STATED PROBLEM A:
Convert the entries running from the line that contains "Note: for this drill we locate the photograph of rubble" through the last entry into a numbered list, with both ends included and blank lines omitted.

*****

Here’s what we’re diving into in this episode:

  • What is culture and why it matters?
  • Strategies in Customer Relationships
  • Culture & IT Services Companies
  • Changing Culture within your organization
  • Organizational culture has a significant impact on employee success, retention, and performance.
  • Digging into growth potential and where an IT Services company could be as it relates to employee growth.
  • What it means to have the right processes and people in place in your tech company.



Mike Harvath  00:04

Hello, and welcome to this week’s shooting Moon podcast broadcasting live in direct from revenue rockin world headquarters in Bloomington, Minnesota. As you know, revenue rocket is world’s premier growth strategy and m&a advisor for IT services companies. I’m thrilled today to have my partner Ryan Barnett. And Chelsea Nord who runs our strategy practice here at revenue rocket. Join us to talk about culture. Welcome, guys.


Chelsey Nord  00:38

Thanks for having me. I’m really passionate about leadership and culture. So this is a topic that I’m excited to kind of dip my toe and get introduced to the podcast.


Ryan Barnett  00:50

And we are equally welcome, very happy to have you here at Chelsey. And in a little bit of this is, we’d love to learn a little bit more about you, Chelsey, and what you’re coming from and your background. So Chelsey is one of our newer additions to revenue rocket, and we can’t be more pleased to have her at the company. And the impact that she’s had already has been just exponential to our clients to our work and to what we do. And we’re a much much better firm because of her efforts. And I’d love to know, tell us, where did you come from? What were you go to school? What you look, what did you do? What, what made you get into what you’re doing today?

*****

STATED PROBLEM B:
In the podcast transcript, why does Chelsey Nord say she is excited about the episode's topic?

DATA PROVIDED:

*****

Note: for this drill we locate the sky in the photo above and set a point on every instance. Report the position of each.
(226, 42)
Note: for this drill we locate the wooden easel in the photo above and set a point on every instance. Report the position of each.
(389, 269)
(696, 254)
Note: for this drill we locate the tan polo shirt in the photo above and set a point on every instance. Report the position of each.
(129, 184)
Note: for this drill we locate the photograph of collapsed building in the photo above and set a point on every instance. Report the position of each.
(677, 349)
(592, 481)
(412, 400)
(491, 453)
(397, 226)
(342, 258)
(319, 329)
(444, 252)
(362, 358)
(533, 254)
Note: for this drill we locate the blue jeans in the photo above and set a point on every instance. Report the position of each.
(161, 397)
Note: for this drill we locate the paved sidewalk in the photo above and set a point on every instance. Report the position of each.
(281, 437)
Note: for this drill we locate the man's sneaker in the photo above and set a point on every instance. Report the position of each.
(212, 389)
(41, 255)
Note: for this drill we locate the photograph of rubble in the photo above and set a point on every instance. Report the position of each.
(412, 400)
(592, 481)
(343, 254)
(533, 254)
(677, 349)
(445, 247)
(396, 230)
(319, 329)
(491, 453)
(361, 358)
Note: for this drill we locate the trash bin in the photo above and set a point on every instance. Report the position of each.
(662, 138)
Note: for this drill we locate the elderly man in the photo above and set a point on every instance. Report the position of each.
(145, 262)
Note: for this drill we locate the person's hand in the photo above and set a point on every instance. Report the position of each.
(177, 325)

*****

CORRECT RESULT A:
1. Note: for this drill we locate the photograph of rubble in the photo above and set a point on every instance. Report the position of each.
2. (412, 400)
3. (592, 481)
4. (343, 254)
5. (533, 254)
6. (677, 349)
7. (445, 247)
8. (396, 230)
9. (319, 329)
10. (491, 453)
11. (361, 358)
12. Note: for this drill we locate the trash bin in the photo above and set a point on every instance. Report the position of each.
13. (662, 138)
14. Note: for this drill we locate the elderly man in the photo above and set a point on every instance. Report the position of each.
15. (145, 262)
16. Note: for this drill we locate the person's hand in the photo above and set a point on every instance. Report the position of each.
17. (177, 325)

CORRECT RESULT B:
She is really passionate about leadership and culture. So culture is a topic she is excited to take up as she is introduced to the podcast.